# PETUNJUK TUGAS
Tentukan apakah setiap pernyataan berikut sesuai dengan cuplikan teks di bawah, jawab ya atau tidak, dan kutip kata-kata penentunya dari teks persis seperti tertulis. (a) Pada awal pandemi, Kemendikbud tidak dapat mendatangi kampus untuk melakukan penilaian akreditasi. (b) Menurut Nizam, program magang sama sekali tidak berjalan selama pandemi. (c) Untuk naik dari akreditasi B ke A, perguruan tinggi wajib menyediakan dokumen evaluasi.

# CUPLIKAN TEKS

◆ ◆ ◆ ◆ ◆ ◆ ◆

Dua kebijakan yang terdampak pandemi covid-19, yaitu sistem akreditasi perguruan tinggi dan hak belajar tiga semester di luar prodi.
Direktur Jenderal (Dirjen) Pendidikan Tinggi Kemendikbud Nizam mengakui sistem akreditasi sempat terkendala pada awal pandemi. Penetapan pembatasan sosial skala besar (PSBB) dan anjuran bekerja dari rumah (WFH) membuat Kemendikbud tidak bisa menyambangi kampus untuk memberikan penilaian.
Tidak lama kemudian, ada inovasi agar pihak Kemendikbud untuk menggantikan kunjungan fisik dengan kunjungan virtual. Meskipun melalui virtual, Nizam memastikan penilaian akreditasi terhadap suatu kampus tetap dilakukan sesuai prosedur.
"Akreditasi itu kan sifatnya hampir otomatis. Jadi kalau sudah tidak ingin naik ke A, ya sudah, lihat indikator apakah jumlah mahasiswa dan masih baik. Selama itu tidak ada indikator penurunan signifikan, ya langsung otomatis," kata Nizam, dalam Newsmaker Medcom.id, Selasa, 8 Desember 2020.
Sementara untuk peningkatan akreditasi dari B ke akreditasi A, perguruan tinggi harus menyediakan dokumen yang isinya evaluasi atas kualitas perguruan tinggi atau program studi (prodi) yang ada. Evaluasi juga bisa dilakukan melalui daring.
"Evaluasi daring juga tidak masalah. Jadi lebih cepat," kata Nizam.
Kendala yang banyak ditemukan justru pada hak belajar tiga semester di luar prodi. Sebab berkaitan dengan magang. Pada pandemi covid-19, banyak perusahaan tidak membuka kesempatan magang sebagai dampak dari wabah virus covid-19.
Nizam tidak bisa berkata banyak. Dia mengakui peserta magang tahun ini jauh lebih sedikit dibandingkan kondisi normal sebelum pandemi covid-19.
"Kami tidak bisa memaksa dan industri juga tidak bisa menerima magang. Jadi, terpaksa ditunda pada tahun depan," kata Nizam.
Meski menemui kendala pada masa pandemi, Nizam menegaskan program masih ada yang tetap berjalan. "Bukan berarti magang tidak jalan saat ini. Masih jalan, tapi jumlahnya sangat berkurang," ucap dia.

◆ ◆ ◆ ◆ ◆ ◆ ◆

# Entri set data
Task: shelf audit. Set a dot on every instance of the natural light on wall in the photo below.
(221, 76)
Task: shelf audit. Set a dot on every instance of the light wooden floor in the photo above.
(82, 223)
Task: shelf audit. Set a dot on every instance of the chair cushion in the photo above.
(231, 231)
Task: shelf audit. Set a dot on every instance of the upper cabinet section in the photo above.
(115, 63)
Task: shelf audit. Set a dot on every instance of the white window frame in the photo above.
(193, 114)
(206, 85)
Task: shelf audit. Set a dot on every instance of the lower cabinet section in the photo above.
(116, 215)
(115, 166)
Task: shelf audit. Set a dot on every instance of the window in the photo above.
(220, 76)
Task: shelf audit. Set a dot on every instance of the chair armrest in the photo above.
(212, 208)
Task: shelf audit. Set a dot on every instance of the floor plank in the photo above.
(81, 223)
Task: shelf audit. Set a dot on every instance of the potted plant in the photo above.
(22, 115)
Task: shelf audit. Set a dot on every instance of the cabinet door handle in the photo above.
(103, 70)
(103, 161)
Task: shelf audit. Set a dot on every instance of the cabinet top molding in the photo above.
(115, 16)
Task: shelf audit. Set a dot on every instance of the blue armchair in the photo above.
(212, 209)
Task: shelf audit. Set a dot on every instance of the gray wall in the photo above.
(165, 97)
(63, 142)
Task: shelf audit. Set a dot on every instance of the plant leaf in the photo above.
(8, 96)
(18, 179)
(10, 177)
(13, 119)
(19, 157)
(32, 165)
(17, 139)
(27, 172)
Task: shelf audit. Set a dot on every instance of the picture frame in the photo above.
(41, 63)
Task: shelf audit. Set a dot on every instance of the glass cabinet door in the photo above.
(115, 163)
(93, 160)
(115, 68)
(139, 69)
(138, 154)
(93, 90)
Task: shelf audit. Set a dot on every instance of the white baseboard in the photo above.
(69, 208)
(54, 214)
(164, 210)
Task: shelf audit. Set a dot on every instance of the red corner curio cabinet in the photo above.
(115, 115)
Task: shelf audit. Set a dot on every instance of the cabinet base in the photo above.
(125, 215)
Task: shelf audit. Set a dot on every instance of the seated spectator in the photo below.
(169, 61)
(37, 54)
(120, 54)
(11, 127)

◆ ◆ ◆ ◆ ◆ ◆ ◆

# JAWABAN LATIHAN
(a) Ya: "membuat Kemendikbud tidak bisa menyambangi kampus untuk memberikan penilaian"
(b) Tidak: "Bukan berarti magang tidak jalan saat ini. Masih jalan, tapi jumlahnya sangat berkurang"
(c) Ya: "perguruan tinggi harus menyediakan dokumen yang isinya evaluasi atas kualitas perguruan tinggi atau program studi (prodi) yang ada"